### Work instructions
Repeat every entry word for word, but leave the images out of your copy.
....................
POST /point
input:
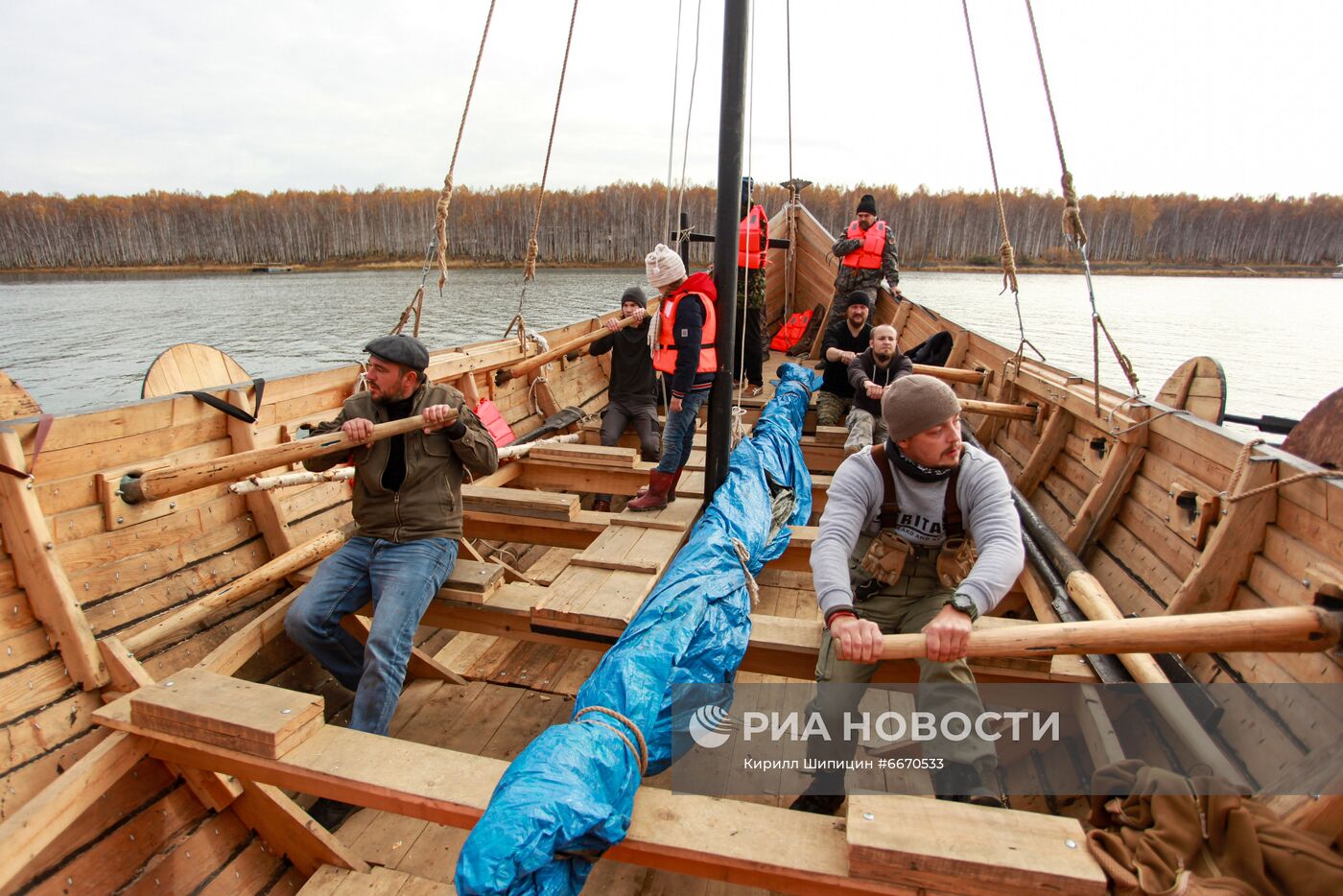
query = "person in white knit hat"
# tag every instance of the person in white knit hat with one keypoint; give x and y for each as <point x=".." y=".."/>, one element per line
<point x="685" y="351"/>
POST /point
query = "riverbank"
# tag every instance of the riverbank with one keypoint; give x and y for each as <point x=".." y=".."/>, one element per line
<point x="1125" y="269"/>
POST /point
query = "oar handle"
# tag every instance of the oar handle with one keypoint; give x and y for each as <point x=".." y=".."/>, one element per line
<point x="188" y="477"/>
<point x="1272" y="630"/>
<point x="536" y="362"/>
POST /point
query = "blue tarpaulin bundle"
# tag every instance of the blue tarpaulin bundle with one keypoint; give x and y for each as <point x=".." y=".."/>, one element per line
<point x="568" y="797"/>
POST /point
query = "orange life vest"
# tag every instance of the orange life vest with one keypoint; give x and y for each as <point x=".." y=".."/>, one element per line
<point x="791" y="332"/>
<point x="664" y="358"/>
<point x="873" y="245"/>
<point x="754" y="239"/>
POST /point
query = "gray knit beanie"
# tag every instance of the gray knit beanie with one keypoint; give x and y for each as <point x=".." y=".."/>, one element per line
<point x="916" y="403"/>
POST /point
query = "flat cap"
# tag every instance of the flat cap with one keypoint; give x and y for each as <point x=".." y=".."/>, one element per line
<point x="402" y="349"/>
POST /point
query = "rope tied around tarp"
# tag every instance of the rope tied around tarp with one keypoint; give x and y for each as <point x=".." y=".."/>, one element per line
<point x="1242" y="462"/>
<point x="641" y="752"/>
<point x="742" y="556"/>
....................
### Complete output
POST /point
input:
query = "person in white knit hat"
# tag every instance of the person in white knit hat with one keypoint; give x and y for each as <point x=".." y=".."/>, one element per line
<point x="685" y="351"/>
POST /point
query = "riverbank"
# tag every instance of the riverbank with one keypoint; give x and y for each as <point x=".." y=".."/>, one element per line
<point x="1125" y="269"/>
POST /point
query = "oar handle"
# tag every instance of the oar handle with one keypoint; give x and y for each as <point x=".." y=".."/>, one element per line
<point x="188" y="477"/>
<point x="1272" y="630"/>
<point x="536" y="362"/>
POST /point
query = "blue tarpaulin bundle"
# tag every instance of the blue tarpaulin bundle with one keypoint; give x and y for each as <point x=".." y=".."/>, one element per line
<point x="568" y="797"/>
POST /point
query = "orange life vest"
# tag every instance of the orange life vest with one keypoint; give x and y for each as <point x=".." y=".."/>, one element per line
<point x="791" y="332"/>
<point x="664" y="358"/>
<point x="873" y="245"/>
<point x="754" y="239"/>
POST /point
query = "gray knit beanie"
# tag every instance of the gray knit beanie with one keypoint; give x and y for each as <point x=".." y=".."/>, one element per line
<point x="916" y="403"/>
POST /point
query = "flat cap"
# tag every instance of the flat cap with one keypoint; give x and y for each as <point x=".." y=".."/>, one element per line
<point x="402" y="349"/>
POST /point
query = "rope tied around tarp"
# tag every instance of the rope tied around tarp with one keypoint; give x and y for each as <point x=".." y=".."/>, one element per line
<point x="1242" y="462"/>
<point x="641" y="752"/>
<point x="742" y="556"/>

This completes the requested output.